REQUIRED TASK » Recast the material below as a Markdown table with the columns Row and Line, giving each non-blank line its own numbered row and leaving blank lines out.

DATASET CONTENT »
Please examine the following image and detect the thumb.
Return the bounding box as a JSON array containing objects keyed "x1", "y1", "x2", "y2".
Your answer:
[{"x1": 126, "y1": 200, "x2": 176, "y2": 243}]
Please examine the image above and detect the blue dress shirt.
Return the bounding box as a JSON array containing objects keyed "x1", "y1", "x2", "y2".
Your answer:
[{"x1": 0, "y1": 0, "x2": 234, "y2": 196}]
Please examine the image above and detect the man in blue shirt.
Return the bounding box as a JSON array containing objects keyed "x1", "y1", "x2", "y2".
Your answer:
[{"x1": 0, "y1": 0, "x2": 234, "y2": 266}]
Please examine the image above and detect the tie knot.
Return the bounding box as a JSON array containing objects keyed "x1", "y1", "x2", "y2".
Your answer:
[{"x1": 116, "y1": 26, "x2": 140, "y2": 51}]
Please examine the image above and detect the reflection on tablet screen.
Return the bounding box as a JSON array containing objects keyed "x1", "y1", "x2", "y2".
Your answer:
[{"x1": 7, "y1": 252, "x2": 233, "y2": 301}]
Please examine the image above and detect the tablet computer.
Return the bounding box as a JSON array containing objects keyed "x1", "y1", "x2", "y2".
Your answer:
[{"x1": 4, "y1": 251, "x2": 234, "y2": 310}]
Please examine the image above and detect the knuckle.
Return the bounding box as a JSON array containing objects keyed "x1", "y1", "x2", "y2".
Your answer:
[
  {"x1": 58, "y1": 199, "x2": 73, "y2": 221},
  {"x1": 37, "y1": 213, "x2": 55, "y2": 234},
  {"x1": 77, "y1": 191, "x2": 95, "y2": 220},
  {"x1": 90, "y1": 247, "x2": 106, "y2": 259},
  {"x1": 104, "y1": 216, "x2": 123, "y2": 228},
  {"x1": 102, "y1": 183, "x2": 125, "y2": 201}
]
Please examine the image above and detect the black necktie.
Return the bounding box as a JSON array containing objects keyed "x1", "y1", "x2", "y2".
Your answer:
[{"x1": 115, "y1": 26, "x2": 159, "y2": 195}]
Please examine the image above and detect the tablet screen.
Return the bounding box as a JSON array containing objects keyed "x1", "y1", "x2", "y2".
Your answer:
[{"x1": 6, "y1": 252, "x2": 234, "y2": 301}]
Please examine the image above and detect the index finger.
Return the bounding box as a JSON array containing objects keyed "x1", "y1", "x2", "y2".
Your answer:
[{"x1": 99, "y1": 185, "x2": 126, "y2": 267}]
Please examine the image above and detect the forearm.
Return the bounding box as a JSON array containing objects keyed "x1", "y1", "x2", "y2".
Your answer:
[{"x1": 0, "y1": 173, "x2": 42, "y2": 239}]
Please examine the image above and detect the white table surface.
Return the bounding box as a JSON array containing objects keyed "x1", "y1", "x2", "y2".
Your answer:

REPLY TO THE TASK »
| Row | Line |
|---|---|
| 1 | Please examine the following image and detect the thumb. |
| 2 | Return the bounding box as a JSON array containing objects keyed "x1", "y1", "x2", "y2". |
| 3 | Your answer: |
| 4 | [{"x1": 126, "y1": 200, "x2": 176, "y2": 243}] |
| 5 | Please examine the image above and detect the blue dress shirt. |
| 6 | Return the bounding box as a JSON array containing objects keyed "x1", "y1", "x2", "y2". |
| 7 | Your answer: |
| 8 | [{"x1": 0, "y1": 0, "x2": 234, "y2": 196}] |
| 9 | Please examine the image above and detect the man in blue shirt. |
| 10 | Return the bounding box as a JSON array containing objects keyed "x1", "y1", "x2", "y2". |
| 11 | Your answer: |
| 12 | [{"x1": 0, "y1": 0, "x2": 234, "y2": 266}] |
| 13 | Please examine the image above and detect the tie knot. |
| 14 | Return the bounding box as a JSON array containing objects keyed "x1", "y1", "x2", "y2". |
| 15 | Your answer: |
| 16 | [{"x1": 116, "y1": 26, "x2": 140, "y2": 51}] |
| 17 | Please examine the image above and detect the reflection on tablet screen. |
| 18 | Return the bounding box as a JSON array containing objects keyed "x1", "y1", "x2", "y2". |
| 19 | Your answer: |
| 20 | [{"x1": 7, "y1": 252, "x2": 233, "y2": 301}] |
| 21 | Please examine the image above and detect the tablet computer. |
| 22 | Return the bounding box as a JSON array containing objects keyed "x1", "y1", "x2", "y2". |
| 23 | Your answer: |
| 24 | [{"x1": 4, "y1": 251, "x2": 234, "y2": 310}] |
| 25 | Please examine the image above and detect the knuckle. |
| 26 | Return the bounding box as a JSON array containing objects keyed "x1", "y1", "x2", "y2". |
| 27 | Your answer: |
| 28 | [ |
| 29 |   {"x1": 58, "y1": 199, "x2": 73, "y2": 221}, |
| 30 |   {"x1": 37, "y1": 213, "x2": 55, "y2": 234}, |
| 31 |   {"x1": 77, "y1": 191, "x2": 95, "y2": 220}, |
| 32 |   {"x1": 90, "y1": 247, "x2": 106, "y2": 259}, |
| 33 |   {"x1": 104, "y1": 216, "x2": 123, "y2": 228}, |
| 34 |   {"x1": 102, "y1": 183, "x2": 125, "y2": 201} |
| 35 | ] |
| 36 | Please examine the image above and detect the black necktie. |
| 37 | Return the bounding box as a JSON array containing objects keyed "x1", "y1", "x2", "y2". |
| 38 | Your answer: |
| 39 | [{"x1": 115, "y1": 26, "x2": 159, "y2": 195}] |
| 40 | Please examine the image above and detect the tablet screen. |
| 41 | Return the bounding box as a JSON array containing objects keyed "x1", "y1", "x2", "y2". |
| 42 | Your answer: |
| 43 | [{"x1": 6, "y1": 252, "x2": 234, "y2": 301}] |
| 44 | Please examine the image above and detect the index finger. |
| 45 | Return the bounding box as a JSON array containing objects keyed "x1", "y1", "x2", "y2". |
| 46 | Your answer: |
| 47 | [{"x1": 99, "y1": 185, "x2": 126, "y2": 267}] |
| 48 | Please examine the image above and detect the forearm. |
| 49 | Return the bounding box as a JSON array containing objects keyed "x1", "y1", "x2", "y2". |
| 50 | Your answer: |
| 51 | [{"x1": 0, "y1": 173, "x2": 42, "y2": 239}] |
| 52 | Please examine the image above and detect the white table surface. |
| 53 | Return the bounding box as a JSON array containing objects keyed "x1", "y1", "x2", "y2". |
| 54 | Your answer: |